▸ **Stored items**:
(begin)
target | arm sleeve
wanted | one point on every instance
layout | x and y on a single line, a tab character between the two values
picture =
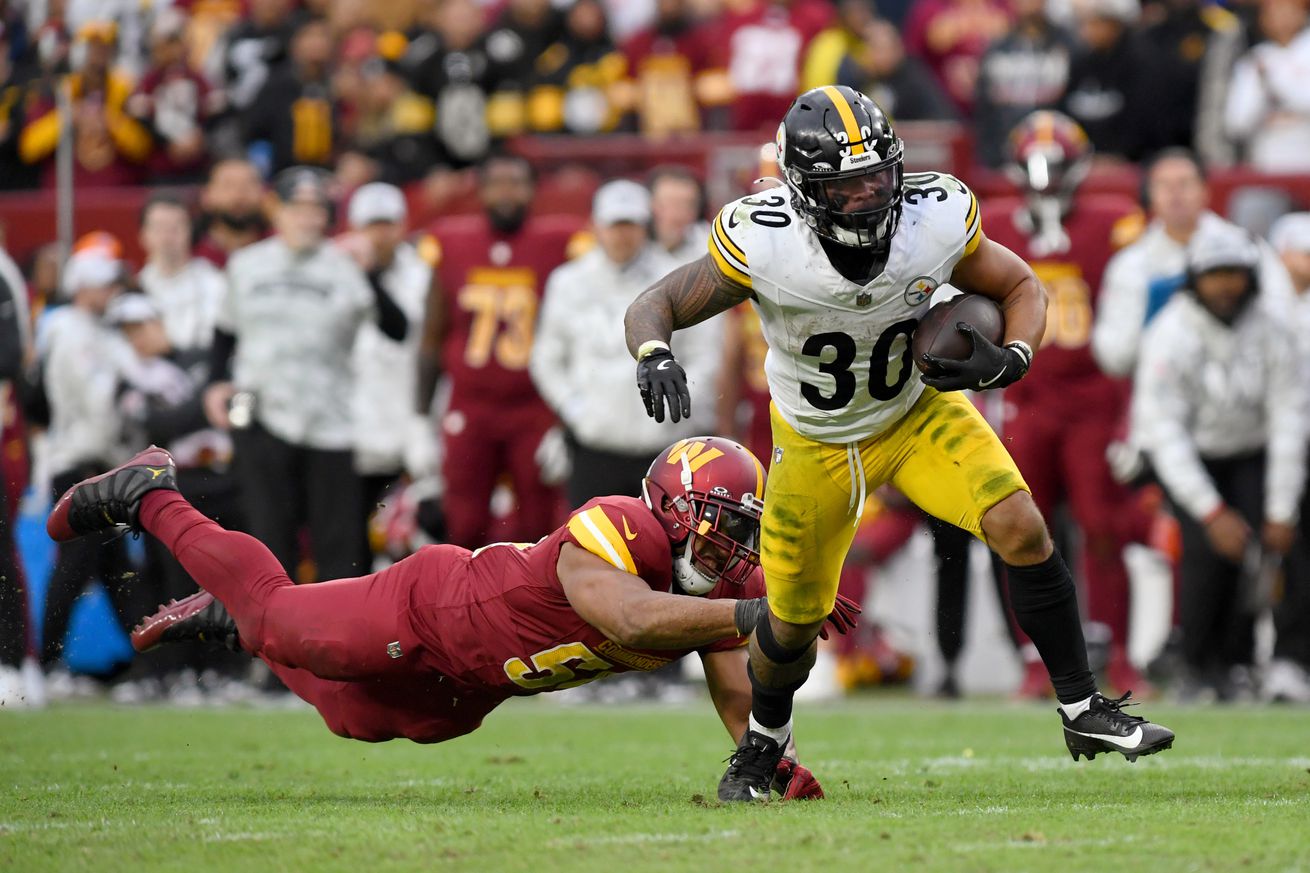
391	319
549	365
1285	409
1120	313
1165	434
(end)
(begin)
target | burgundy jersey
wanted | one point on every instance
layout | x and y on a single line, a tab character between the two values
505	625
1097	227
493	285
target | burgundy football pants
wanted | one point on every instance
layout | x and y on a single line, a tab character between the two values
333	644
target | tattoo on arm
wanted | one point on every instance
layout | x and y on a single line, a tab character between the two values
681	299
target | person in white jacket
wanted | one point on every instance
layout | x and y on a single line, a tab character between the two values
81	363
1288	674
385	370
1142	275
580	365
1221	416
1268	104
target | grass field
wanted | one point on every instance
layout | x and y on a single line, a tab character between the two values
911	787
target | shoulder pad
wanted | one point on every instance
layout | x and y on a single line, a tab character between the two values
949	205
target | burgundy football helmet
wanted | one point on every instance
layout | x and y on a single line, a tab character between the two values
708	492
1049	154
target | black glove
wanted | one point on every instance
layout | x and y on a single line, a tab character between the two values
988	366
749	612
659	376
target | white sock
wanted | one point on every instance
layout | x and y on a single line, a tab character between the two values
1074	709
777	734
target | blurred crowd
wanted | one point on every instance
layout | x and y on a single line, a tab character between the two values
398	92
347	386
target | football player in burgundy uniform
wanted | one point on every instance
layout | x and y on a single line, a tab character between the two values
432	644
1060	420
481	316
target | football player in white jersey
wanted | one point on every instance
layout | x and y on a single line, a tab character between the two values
(end)
▸ **WRITTEN PROBLEM**:
Which lines contain the string "burgundy"? Pull out each of them, matching case exactly.

▸ **COMPLETE RESPONSE**:
target | burgundy jersey
target | burgundy football pants
target | burgundy football helmet
target | football player in burgundy uniform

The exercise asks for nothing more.